Text segment:
Journal of Biophotonics
- Discipline: Biophotonics
- Language: English
- Edited by: Jürgen Popp

Publication details
- History: 2008–present
- Publisher: Wiley-VCH
- Frequency: Monthly
- Open access: Hybrid
- Impact factor: 3.207 (2020)

Standard abbreviations
- ISO 4: J. Biophotonics

Indexing
- CODEN: JBOIBX
- ISSN: 1864-063X (print) 1864-0648 (web)
- LCCN: 2016204600
- OCLC no.: 304302801

Links
- Journal homepage; Online access; Online archive;

= Journal of Biophotonics =

The Journal of Biophotonics is a monthly peer-reviewed scientific journal covering research on the interactions between light and biological material. It was established in 2008 by Jürgen Popp (Friedrich Schiller University Jena), Gert von Bally (Muenster, Germany), and Andreas Thoss (Berlin, Germany). The journal is published by Wiley-VCH and the editor-in-chief is Jürgen Popp.

In addition to regular submissions, the journal publishes topical issues on selected research areas, e.g. biophotonics in regenerative medicine and dermatology, optical coherence tomography, and therapeutic laser applications.

==Abstracting and indexing==
The journal is abstracted and indexed in:
- BIOSIS Previews
- Current Contents
- Inspec
- MEDLINE/PubMed
- Science Citation Index Expanded
- Chemical Abstracts Service
- Scopus
According to the Journal Citation Reports, the journal has a 2020 impact factor of 3.207.

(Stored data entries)
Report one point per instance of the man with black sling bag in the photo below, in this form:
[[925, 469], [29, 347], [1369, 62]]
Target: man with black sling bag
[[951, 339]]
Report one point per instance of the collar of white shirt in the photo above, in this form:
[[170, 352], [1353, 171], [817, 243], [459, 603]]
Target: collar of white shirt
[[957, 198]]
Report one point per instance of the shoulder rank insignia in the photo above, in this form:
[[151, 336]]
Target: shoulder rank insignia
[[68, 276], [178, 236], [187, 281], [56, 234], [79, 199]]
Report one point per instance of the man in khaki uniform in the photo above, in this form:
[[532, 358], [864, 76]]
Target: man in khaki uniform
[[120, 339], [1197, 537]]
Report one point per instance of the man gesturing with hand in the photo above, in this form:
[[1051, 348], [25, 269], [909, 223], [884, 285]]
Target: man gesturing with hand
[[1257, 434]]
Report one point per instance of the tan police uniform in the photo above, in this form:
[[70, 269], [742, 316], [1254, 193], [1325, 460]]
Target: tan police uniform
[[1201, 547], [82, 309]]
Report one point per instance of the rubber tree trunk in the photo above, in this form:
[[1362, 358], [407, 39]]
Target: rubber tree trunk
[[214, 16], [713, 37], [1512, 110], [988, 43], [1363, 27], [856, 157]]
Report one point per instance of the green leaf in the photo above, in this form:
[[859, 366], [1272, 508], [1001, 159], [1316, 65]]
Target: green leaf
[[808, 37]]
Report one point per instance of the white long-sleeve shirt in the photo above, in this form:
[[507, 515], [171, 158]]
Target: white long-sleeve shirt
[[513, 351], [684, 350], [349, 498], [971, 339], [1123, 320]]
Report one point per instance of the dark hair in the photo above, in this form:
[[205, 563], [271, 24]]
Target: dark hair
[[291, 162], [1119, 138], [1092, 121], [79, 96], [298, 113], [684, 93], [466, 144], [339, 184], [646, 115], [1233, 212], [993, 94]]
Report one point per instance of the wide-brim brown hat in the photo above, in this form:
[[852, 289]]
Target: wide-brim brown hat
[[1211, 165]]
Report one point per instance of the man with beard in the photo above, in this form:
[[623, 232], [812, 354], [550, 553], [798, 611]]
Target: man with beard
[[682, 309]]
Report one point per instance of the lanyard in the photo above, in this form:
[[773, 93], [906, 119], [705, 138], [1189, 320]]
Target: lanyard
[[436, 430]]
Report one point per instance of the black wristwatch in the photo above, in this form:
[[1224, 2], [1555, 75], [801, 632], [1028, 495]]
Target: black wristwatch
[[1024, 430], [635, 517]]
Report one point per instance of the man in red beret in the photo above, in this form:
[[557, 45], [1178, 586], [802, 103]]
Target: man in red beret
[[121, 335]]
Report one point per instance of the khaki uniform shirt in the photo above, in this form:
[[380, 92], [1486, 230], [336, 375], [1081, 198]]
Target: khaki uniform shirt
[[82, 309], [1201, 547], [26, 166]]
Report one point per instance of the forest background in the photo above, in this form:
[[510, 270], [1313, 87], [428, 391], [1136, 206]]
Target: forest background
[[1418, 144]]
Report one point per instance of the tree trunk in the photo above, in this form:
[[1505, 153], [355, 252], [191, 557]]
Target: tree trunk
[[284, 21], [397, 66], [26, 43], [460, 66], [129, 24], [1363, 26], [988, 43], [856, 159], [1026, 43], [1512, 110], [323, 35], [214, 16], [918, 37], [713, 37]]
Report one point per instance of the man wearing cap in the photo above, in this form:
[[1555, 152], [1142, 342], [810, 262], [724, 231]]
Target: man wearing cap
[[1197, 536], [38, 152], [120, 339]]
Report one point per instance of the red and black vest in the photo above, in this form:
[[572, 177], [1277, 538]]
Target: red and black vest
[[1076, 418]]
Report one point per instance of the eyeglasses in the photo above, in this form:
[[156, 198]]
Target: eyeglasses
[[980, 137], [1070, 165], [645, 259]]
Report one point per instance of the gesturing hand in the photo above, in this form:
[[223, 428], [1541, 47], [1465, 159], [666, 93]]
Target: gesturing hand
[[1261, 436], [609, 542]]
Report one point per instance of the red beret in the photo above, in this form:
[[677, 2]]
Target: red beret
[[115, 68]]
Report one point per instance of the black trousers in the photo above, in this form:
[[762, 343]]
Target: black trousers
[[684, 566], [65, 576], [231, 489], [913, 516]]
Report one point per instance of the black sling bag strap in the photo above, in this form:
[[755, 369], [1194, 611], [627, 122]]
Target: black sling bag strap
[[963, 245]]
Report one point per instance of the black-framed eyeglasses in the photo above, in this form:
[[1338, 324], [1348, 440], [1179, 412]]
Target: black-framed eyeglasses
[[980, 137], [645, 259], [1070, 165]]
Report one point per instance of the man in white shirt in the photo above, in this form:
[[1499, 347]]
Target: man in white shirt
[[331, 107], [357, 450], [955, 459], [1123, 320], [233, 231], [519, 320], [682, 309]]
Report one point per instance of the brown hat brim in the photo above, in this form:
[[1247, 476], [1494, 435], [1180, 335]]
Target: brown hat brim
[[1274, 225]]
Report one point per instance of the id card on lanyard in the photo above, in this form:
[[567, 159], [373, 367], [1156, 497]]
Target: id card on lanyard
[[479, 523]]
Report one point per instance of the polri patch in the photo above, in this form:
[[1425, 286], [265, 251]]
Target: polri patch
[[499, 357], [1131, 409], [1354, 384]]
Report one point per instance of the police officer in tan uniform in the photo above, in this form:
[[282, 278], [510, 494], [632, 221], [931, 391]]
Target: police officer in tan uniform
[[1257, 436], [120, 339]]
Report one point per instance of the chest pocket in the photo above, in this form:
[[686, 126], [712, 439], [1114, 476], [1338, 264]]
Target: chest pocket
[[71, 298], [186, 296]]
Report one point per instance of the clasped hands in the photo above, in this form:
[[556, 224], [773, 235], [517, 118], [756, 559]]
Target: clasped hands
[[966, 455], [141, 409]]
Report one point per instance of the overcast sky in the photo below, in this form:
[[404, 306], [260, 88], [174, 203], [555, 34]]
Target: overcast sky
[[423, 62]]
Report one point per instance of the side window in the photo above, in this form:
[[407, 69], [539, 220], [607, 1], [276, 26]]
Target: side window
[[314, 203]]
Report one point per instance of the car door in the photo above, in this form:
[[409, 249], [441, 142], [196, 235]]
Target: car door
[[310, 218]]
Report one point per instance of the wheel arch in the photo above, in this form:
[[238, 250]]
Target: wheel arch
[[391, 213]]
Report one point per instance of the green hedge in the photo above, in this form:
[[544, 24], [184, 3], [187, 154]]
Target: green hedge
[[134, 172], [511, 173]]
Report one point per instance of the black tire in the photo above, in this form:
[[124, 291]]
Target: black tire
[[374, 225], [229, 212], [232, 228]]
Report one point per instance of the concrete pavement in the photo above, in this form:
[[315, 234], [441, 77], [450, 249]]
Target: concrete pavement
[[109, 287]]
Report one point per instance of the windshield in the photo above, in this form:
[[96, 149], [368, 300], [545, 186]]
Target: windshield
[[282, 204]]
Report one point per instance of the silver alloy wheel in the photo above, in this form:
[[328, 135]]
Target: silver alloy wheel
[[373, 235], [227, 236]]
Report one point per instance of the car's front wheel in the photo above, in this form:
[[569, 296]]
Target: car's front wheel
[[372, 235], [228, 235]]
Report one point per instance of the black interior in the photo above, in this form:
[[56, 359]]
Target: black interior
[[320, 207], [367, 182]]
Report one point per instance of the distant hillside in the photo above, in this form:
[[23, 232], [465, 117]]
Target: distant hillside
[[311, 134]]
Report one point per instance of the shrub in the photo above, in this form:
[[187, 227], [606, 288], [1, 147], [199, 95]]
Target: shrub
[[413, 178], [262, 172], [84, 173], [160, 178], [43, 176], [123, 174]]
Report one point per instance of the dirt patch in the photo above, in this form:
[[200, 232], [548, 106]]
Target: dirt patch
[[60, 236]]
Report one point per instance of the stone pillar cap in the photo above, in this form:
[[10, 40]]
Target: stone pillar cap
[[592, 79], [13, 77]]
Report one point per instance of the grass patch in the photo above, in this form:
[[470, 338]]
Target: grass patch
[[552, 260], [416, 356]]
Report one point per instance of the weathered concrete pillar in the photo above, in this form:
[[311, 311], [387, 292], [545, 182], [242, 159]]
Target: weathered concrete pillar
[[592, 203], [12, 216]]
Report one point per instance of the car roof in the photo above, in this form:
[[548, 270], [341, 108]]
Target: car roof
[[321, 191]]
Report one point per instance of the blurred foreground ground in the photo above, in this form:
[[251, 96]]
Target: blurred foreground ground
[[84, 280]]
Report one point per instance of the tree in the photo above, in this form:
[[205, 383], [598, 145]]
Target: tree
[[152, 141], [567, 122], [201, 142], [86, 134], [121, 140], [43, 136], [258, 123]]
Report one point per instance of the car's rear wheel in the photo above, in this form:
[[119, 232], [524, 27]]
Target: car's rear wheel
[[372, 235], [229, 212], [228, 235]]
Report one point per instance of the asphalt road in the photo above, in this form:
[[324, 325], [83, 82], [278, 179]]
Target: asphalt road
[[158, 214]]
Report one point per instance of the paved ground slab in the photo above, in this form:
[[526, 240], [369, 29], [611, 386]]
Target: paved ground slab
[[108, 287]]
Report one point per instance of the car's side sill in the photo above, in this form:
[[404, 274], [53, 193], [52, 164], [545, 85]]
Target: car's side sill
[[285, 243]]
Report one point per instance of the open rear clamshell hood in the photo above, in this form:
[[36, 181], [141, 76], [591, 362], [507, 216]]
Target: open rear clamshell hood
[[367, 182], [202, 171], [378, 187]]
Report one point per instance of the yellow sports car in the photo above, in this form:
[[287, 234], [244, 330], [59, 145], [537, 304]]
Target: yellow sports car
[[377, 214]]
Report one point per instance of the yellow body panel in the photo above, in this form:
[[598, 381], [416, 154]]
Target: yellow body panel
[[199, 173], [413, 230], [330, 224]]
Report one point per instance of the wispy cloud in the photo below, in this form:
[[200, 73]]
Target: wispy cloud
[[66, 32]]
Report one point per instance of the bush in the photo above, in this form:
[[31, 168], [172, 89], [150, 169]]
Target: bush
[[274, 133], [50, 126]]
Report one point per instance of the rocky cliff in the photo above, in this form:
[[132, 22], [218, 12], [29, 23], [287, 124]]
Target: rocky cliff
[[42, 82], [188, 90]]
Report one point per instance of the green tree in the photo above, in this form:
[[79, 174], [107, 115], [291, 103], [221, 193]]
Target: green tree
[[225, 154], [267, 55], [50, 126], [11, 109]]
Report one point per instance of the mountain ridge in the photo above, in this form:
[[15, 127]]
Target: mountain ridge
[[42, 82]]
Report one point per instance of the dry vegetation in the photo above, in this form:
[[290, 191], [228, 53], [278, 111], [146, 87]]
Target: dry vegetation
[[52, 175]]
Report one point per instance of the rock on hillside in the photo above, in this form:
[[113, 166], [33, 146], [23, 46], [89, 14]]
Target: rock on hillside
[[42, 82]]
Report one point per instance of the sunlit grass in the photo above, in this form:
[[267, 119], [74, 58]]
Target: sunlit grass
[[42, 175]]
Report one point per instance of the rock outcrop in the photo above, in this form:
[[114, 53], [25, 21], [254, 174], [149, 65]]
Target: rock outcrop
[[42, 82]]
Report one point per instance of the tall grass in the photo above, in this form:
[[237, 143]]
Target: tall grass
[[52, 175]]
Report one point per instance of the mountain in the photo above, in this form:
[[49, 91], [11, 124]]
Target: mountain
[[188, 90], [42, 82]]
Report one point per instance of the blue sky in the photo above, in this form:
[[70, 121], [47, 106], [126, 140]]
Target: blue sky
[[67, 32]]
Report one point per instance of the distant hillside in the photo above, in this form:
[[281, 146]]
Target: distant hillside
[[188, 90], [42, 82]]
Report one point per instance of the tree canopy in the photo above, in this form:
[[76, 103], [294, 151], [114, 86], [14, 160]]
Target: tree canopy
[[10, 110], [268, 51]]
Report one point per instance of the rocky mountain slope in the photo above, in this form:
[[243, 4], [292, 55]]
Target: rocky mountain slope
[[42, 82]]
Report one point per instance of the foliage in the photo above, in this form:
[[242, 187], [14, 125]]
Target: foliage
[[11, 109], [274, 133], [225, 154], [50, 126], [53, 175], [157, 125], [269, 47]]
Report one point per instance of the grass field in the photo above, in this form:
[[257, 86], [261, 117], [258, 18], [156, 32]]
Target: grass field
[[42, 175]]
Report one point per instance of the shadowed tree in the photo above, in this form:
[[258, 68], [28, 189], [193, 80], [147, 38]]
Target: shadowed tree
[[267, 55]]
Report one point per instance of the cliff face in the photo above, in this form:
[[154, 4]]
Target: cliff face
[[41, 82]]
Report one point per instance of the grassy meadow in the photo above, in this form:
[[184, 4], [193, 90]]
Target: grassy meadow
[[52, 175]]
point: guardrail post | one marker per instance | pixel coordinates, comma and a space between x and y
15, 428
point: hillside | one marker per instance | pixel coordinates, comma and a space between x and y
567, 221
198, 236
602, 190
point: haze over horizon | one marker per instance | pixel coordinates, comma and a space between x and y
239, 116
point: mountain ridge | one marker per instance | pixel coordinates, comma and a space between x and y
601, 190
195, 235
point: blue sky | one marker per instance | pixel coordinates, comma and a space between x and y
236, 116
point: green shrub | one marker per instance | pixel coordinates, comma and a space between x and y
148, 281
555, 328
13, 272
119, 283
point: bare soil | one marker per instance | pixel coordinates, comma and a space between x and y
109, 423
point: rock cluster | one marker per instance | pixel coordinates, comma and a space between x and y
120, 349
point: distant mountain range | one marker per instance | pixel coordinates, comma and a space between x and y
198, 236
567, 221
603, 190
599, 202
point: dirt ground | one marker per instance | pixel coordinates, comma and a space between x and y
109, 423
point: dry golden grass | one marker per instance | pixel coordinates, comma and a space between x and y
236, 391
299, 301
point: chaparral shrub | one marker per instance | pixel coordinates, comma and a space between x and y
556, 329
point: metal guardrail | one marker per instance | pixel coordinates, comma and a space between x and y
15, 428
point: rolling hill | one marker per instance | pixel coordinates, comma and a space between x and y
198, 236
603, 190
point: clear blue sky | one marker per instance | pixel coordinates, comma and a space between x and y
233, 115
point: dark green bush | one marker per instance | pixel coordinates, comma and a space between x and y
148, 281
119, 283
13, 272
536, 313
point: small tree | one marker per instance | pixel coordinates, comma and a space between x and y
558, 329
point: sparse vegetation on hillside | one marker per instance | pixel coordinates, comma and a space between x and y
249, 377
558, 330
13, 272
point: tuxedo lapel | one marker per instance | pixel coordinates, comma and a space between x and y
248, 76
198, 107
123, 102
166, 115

Your goal:
Copy the stretch of the journal article from "The Journal of" through "factor of 3.207." word for word.

Task solution:
The Journal of Biophotonics is a monthly peer-reviewed scientific journal covering research on the interactions between light and biological material. It was established in 2008 by Jürgen Popp (Friedrich Schiller University Jena), Gert von Bally (Muenster, Germany), and Andreas Thoss (Berlin, Germany). The journal is published by Wiley-VCH and the editor-in-chief is Jürgen Popp.

In addition to regular submissions, the journal publishes topical issues on selected research areas, e.g. biophotonics in regenerative medicine and dermatology, optical coherence tomography, and therapeutic laser applications.

==Abstracting and indexing==
The journal is abstracted and indexed in:
- BIOSIS Previews
- Current Contents
- Inspec
- MEDLINE/PubMed
- Science Citation Index Expanded
- Chemical Abstracts Service
- Scopus
According to the Journal Citation Reports, the journal has a 2020 impact factor of 3.207.